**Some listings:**
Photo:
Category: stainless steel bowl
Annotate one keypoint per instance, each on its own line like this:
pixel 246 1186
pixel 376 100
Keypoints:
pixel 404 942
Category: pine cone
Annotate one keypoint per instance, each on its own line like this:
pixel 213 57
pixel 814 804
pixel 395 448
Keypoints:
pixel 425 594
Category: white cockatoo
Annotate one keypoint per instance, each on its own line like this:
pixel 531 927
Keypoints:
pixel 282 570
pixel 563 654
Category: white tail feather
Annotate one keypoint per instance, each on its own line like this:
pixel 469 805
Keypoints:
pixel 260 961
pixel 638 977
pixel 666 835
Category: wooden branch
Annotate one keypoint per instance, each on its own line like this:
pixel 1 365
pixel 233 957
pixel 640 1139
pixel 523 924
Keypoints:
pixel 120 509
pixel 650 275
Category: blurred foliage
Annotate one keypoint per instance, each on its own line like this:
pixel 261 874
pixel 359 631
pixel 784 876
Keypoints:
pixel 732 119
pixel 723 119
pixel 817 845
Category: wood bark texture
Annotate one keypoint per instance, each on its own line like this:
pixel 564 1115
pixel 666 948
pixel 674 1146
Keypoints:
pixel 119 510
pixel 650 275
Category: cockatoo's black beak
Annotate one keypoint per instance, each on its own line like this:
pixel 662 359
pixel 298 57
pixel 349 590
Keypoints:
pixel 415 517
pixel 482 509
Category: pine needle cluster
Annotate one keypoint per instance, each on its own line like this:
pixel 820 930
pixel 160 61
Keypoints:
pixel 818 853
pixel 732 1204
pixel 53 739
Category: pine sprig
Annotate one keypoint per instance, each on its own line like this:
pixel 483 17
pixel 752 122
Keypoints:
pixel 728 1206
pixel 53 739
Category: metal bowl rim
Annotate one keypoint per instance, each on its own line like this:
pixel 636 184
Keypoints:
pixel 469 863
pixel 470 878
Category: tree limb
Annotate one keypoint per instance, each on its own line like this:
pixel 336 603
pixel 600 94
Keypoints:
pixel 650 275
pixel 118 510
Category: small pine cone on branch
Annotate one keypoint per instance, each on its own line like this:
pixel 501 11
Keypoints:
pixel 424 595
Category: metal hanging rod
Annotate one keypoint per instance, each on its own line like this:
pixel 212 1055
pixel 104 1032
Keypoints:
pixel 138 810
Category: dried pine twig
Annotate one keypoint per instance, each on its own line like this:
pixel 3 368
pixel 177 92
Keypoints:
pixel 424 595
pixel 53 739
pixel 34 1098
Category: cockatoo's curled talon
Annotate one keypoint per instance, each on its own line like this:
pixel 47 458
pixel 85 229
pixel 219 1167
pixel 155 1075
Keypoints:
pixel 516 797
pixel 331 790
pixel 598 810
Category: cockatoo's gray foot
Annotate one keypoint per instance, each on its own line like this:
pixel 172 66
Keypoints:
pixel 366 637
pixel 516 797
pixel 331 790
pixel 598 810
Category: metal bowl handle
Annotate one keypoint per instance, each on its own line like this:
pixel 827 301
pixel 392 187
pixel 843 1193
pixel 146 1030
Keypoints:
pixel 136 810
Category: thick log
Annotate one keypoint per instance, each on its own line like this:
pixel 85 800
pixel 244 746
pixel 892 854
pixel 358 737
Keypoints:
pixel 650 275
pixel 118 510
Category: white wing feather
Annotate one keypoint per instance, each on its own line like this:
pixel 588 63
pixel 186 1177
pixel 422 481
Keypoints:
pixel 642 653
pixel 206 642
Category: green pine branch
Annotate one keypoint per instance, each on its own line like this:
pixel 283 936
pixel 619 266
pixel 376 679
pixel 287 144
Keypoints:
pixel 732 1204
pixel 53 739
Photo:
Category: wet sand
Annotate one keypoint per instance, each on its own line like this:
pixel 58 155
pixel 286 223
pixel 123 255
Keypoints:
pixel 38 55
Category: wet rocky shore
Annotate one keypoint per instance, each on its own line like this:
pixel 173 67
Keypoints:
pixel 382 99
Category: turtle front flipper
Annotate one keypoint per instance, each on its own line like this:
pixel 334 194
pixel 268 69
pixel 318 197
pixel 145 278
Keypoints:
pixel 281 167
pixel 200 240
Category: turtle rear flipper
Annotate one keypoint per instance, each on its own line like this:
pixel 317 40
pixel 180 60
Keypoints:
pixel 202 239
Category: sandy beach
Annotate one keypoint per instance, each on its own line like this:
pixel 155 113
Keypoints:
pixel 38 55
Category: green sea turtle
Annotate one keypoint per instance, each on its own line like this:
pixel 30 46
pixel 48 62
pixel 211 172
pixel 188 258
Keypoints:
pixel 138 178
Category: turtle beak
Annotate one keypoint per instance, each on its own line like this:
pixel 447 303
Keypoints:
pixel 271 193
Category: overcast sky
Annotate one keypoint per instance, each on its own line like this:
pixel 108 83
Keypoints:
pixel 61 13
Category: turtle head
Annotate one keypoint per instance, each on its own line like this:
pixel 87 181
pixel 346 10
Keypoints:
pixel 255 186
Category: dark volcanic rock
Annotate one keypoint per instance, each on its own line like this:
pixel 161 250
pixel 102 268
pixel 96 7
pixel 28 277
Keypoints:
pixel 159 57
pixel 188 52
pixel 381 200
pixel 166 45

**Required work:** Recast the lines of the listing above as a numbered list, omitting any blank lines.

**Reply:**
1. Photo:
2. Category: stainless steel bowl
3. Annotate one keypoint per instance, each on its own line like this:
4. pixel 246 1186
5. pixel 376 100
6. Keypoints:
7. pixel 404 942
8. Category: pine cone
9. Annotate one keypoint per instance, each on its own line like this:
10. pixel 213 57
11. pixel 814 804
12. pixel 395 448
13. Keypoints:
14. pixel 425 594
15. Category: white cockatoo
16. Annotate one keypoint per instance, each on its own line like this:
17. pixel 531 927
18. Keypoints:
19. pixel 282 570
20. pixel 563 654
21. Category: white tail feather
22. Annotate one keypoint per instance, each on its own line like this:
23. pixel 469 805
24. Keypoints:
25. pixel 260 961
26. pixel 638 977
27. pixel 666 835
28. Category: wooden branch
29. Annotate one keypoint per instance, each on its own line like this:
30. pixel 1 365
31. pixel 233 957
32. pixel 640 1139
33. pixel 523 924
34. Keypoints:
35. pixel 120 509
36. pixel 650 275
37. Category: blurred foliage
38. Annotate one keypoint per instance, each on its own line like this:
39. pixel 261 874
40. pixel 359 631
41. pixel 784 876
42. Keypoints:
43. pixel 732 119
44. pixel 723 119
45. pixel 817 845
46. Category: wood bark texture
47. Annotate one keypoint per instance, each on its own line like this:
48. pixel 564 1115
49. pixel 666 948
50. pixel 674 1146
51. Keypoints:
52. pixel 119 510
53. pixel 650 275
54. Category: cockatoo's black beak
55. Annotate one keypoint per instance, each on its own line like this:
56. pixel 662 359
57. pixel 298 57
58. pixel 349 590
59. Keypoints:
60. pixel 415 517
61. pixel 482 509
62. Category: pine needle cluster
63. Annotate one keypoint per instance, each on its own line like this:
64. pixel 820 930
65. pixel 160 61
66. Keypoints:
67. pixel 818 853
68. pixel 732 1204
69. pixel 53 739
70. Category: pine sprig
71. Annotate one keypoint per instance, each on its own line like this:
72. pixel 483 17
73. pixel 752 122
74. Keypoints:
75. pixel 728 1206
76. pixel 53 739
77. Category: metal bowl rim
78. Annotate one keypoint per instance, each on its own line like this:
79. pixel 636 184
80. Keypoints:
81. pixel 469 863
82. pixel 470 878
83. Category: tree limb
84. Annotate one keypoint per instance, each on its own line like this:
85. pixel 336 603
86. pixel 600 94
87. Keypoints:
88. pixel 650 275
89. pixel 118 510
90. Category: small pine cone on branch
91. Annotate one keypoint per instance, each on its own line like this:
92. pixel 501 11
93. Keypoints:
94. pixel 424 595
95. Category: metal hanging rod
96. Annotate one keypoint per instance, each on its own line like this:
97. pixel 212 1055
98. pixel 104 1032
99. Keypoints:
100. pixel 138 810
101. Category: dried pine twig
102. Annotate one keypoint per instance, each on its own line like this:
103. pixel 3 368
104. pixel 177 92
105. Keypoints:
106. pixel 424 595
107. pixel 53 739
108. pixel 34 1098
109. Category: cockatoo's curled talon
110. Annotate one keypoint per instance, each on its own line like this:
111. pixel 47 458
112. pixel 85 229
113. pixel 219 1167
114. pixel 155 1075
115. Keypoints:
116. pixel 516 797
117. pixel 331 790
118. pixel 598 810
119. Category: cockatoo's gray foot
120. Annotate one keypoint per instance, each on its own line like this:
121. pixel 172 66
122. Keypoints:
123. pixel 366 637
124. pixel 516 797
125. pixel 331 790
126. pixel 598 810
127. Category: metal bowl handle
128. Annotate one keypoint per instance, each on its own line like this:
129. pixel 827 301
130. pixel 392 187
131. pixel 843 1193
132. pixel 146 1030
133. Keypoints:
134. pixel 136 810
135. Category: thick log
136. Annotate one keypoint per instance, each on its own line like this:
137. pixel 85 800
138. pixel 244 746
139. pixel 892 854
140. pixel 358 737
141. Keypoints:
142. pixel 650 275
143. pixel 118 510
144. Category: white wing feather
145. Annotate one keypoint per instance, each on its own line like this:
146. pixel 588 63
147. pixel 186 1177
148. pixel 422 481
149. Keypoints:
150. pixel 642 653
151. pixel 206 642
152. Category: green pine branch
153. Annotate one keypoint per instance, each on its own line like this:
154. pixel 283 936
155. pixel 619 266
156. pixel 376 679
157. pixel 287 144
158. Keypoints:
159. pixel 732 1204
160. pixel 53 739
161. Photo:
162. Category: wet sand
163. Annotate one keypoint per instance, each on its own line like this:
164. pixel 58 155
165. pixel 286 223
166. pixel 123 255
167. Keypoints:
168. pixel 38 55
169. Category: wet rocky shore
170. Annotate one keypoint per instance, each on its own line like this:
171. pixel 173 67
172. Keypoints:
173. pixel 382 99
174. Category: turtle front flipper
175. Annotate one keypoint per instance, each on its own line like this:
176. pixel 334 194
177. pixel 268 69
178. pixel 318 197
179. pixel 145 278
180. Keypoints:
181. pixel 281 167
182. pixel 200 240
183. Category: turtle rear flipper
184. Annotate one keypoint per instance, each on its own line like this:
185. pixel 317 40
186. pixel 180 60
187. Keypoints:
188. pixel 202 239
189. Category: sandy beach
190. Annotate one keypoint per instance, each on its own line like this:
191. pixel 155 113
192. Keypoints:
193. pixel 38 55
194. Category: green sea turtle
195. Annotate one keypoint per instance, each on its own line like this:
196. pixel 30 46
197. pixel 48 62
198. pixel 211 172
199. pixel 188 258
200. Keypoints:
201. pixel 138 178
202. Category: turtle beak
203. Annotate one keypoint per instance, each on its own line like this:
204. pixel 447 303
205. Keypoints:
206. pixel 271 193
207. Category: overcast sky
208. Annotate one keypoint per instance, each on its own line like this:
209. pixel 108 83
210. Keypoints:
211. pixel 61 13
212. Category: turtle head
213. Annotate one keypoint per instance, each on its own line like this:
214. pixel 87 181
215. pixel 346 10
216. Keypoints:
217. pixel 255 186
218. Category: dark volcanic rock
219. Annotate one keypoint per instance, each on its own line like this:
220. pixel 161 250
221. pixel 102 268
222. pixel 96 7
223. pixel 28 277
224. Keypoints:
225. pixel 159 57
226. pixel 188 52
227. pixel 381 200
228. pixel 166 45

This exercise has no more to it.